> **Task directions**
Let the output be exactly the lines from the one containing "positive clicks: (226, 33)" through the end of the records below, both included.

§ §

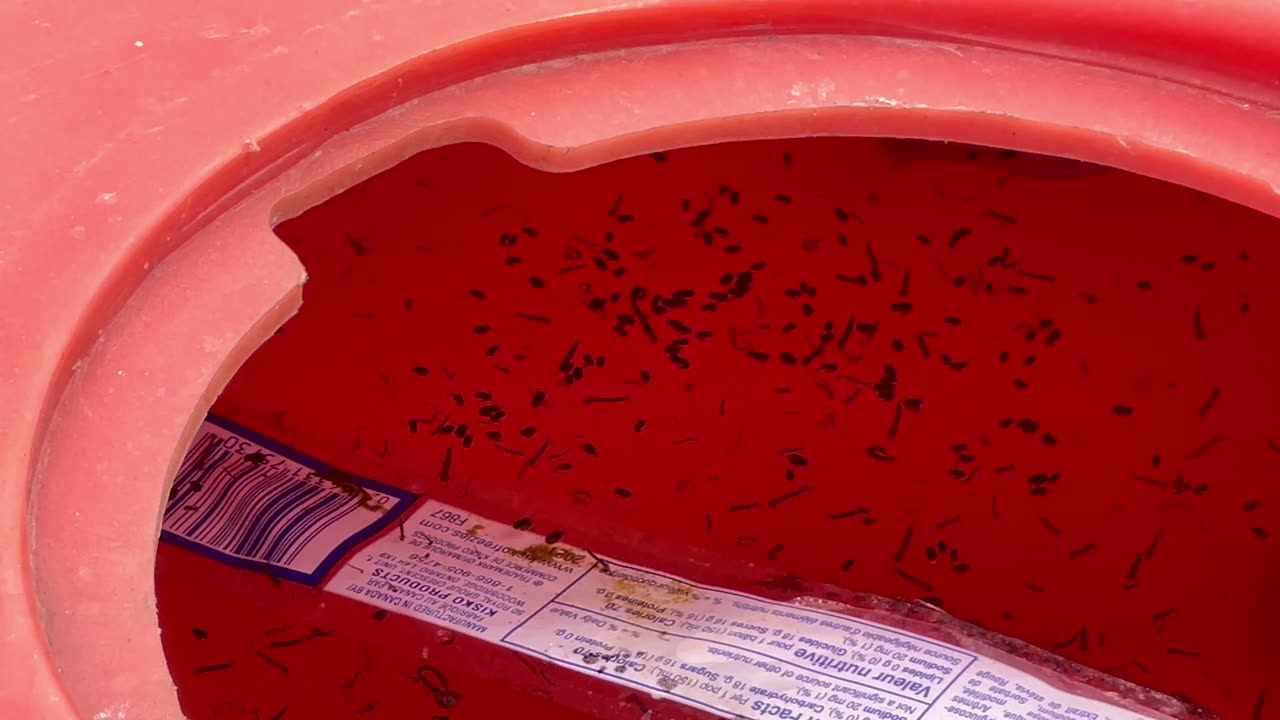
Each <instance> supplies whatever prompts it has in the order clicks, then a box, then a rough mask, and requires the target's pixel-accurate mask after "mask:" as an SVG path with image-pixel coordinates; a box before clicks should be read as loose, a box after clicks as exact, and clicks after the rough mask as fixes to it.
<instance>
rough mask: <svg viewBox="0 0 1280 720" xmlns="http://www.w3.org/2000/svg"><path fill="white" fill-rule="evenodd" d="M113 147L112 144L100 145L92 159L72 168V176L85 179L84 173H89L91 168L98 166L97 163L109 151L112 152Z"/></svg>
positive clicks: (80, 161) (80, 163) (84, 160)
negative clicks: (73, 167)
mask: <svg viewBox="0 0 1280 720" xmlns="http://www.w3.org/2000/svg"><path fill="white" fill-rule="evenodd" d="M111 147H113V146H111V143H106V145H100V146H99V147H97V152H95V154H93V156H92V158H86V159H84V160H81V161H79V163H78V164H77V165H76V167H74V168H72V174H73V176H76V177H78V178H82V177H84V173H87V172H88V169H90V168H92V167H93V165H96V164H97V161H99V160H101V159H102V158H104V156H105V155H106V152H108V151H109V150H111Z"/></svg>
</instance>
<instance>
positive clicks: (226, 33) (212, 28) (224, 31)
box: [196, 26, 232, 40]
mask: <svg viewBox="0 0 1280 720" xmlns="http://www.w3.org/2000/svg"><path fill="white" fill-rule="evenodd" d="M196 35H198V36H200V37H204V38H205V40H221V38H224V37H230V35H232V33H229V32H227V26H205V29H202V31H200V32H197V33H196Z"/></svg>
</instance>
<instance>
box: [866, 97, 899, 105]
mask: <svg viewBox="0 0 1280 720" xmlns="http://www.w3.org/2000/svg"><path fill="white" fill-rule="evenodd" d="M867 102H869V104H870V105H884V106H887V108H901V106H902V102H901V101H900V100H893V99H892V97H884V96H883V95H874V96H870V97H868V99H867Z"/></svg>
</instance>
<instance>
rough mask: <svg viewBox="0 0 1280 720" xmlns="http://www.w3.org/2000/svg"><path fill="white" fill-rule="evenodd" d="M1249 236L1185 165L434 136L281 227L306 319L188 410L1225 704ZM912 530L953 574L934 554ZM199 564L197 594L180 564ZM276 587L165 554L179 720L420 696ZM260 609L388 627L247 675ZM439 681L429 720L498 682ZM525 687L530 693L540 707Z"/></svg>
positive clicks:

§ §

> **Your response**
positive clicks: (226, 33) (212, 28) (224, 31)
box: [196, 26, 232, 40]
mask: <svg viewBox="0 0 1280 720" xmlns="http://www.w3.org/2000/svg"><path fill="white" fill-rule="evenodd" d="M196 35H198V36H200V37H204V38H205V40H221V38H224V37H230V35H232V33H229V32H227V26H205V29H202V31H200V32H197V33H196Z"/></svg>
</instance>
<instance>
box: [866, 97, 899, 105]
mask: <svg viewBox="0 0 1280 720" xmlns="http://www.w3.org/2000/svg"><path fill="white" fill-rule="evenodd" d="M867 102H869V104H870V105H884V106H887V108H901V106H902V102H901V101H900V100H893V99H892V97H884V96H883V95H874V96H870V97H868V99H867Z"/></svg>
</instance>
<instance>
rough mask: <svg viewBox="0 0 1280 720" xmlns="http://www.w3.org/2000/svg"><path fill="white" fill-rule="evenodd" d="M1249 236L1185 165L434 136L281 227L306 319L188 410L1225 704ZM912 530L953 574L934 554ZM199 564L197 594L180 564ZM276 587L165 554L179 720L420 696ZM260 609L388 627L247 675ZM439 681L429 720L498 682ZM525 687L530 693L540 707Z"/></svg>
positive clicks:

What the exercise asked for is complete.